Task objective
Lines before the one containing "indicate: back of person's head" are left out; return that line and every line after it exactly, through the end of the data below.

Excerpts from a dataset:
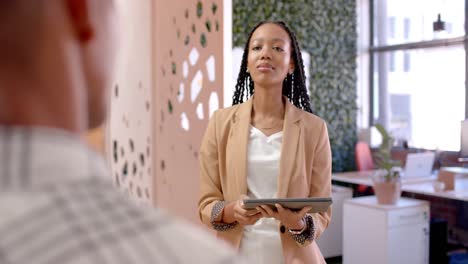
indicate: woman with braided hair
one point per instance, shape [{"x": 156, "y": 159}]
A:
[{"x": 267, "y": 145}]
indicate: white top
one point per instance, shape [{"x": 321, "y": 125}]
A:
[
  {"x": 58, "y": 205},
  {"x": 261, "y": 242}
]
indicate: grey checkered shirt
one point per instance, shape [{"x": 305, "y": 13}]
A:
[{"x": 57, "y": 205}]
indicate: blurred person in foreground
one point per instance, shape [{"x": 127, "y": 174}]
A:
[{"x": 56, "y": 204}]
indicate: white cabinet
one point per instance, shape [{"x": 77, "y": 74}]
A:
[
  {"x": 331, "y": 241},
  {"x": 386, "y": 234}
]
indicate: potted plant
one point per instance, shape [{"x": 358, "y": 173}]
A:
[{"x": 386, "y": 180}]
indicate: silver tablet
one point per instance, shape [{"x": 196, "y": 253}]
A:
[{"x": 318, "y": 204}]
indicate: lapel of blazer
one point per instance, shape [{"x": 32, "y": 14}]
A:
[
  {"x": 289, "y": 149},
  {"x": 240, "y": 138}
]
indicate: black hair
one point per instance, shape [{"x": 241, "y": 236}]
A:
[{"x": 294, "y": 87}]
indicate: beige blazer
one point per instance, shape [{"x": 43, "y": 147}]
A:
[{"x": 305, "y": 170}]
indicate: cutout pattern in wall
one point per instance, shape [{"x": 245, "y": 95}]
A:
[
  {"x": 191, "y": 30},
  {"x": 130, "y": 127}
]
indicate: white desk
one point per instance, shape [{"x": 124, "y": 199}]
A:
[
  {"x": 387, "y": 234},
  {"x": 414, "y": 185}
]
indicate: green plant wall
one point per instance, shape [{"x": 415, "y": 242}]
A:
[{"x": 326, "y": 29}]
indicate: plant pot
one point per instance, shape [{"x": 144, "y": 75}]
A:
[{"x": 388, "y": 191}]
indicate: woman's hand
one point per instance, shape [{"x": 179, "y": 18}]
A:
[
  {"x": 293, "y": 220},
  {"x": 235, "y": 211}
]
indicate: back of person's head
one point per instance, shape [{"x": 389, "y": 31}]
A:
[{"x": 58, "y": 58}]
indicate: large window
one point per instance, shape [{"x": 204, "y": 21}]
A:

Answer for the task
indicate: back of person's head
one point per instance, shape [{"x": 389, "y": 31}]
A:
[{"x": 58, "y": 58}]
indicate: large window
one point per instance, shape [{"x": 204, "y": 21}]
A:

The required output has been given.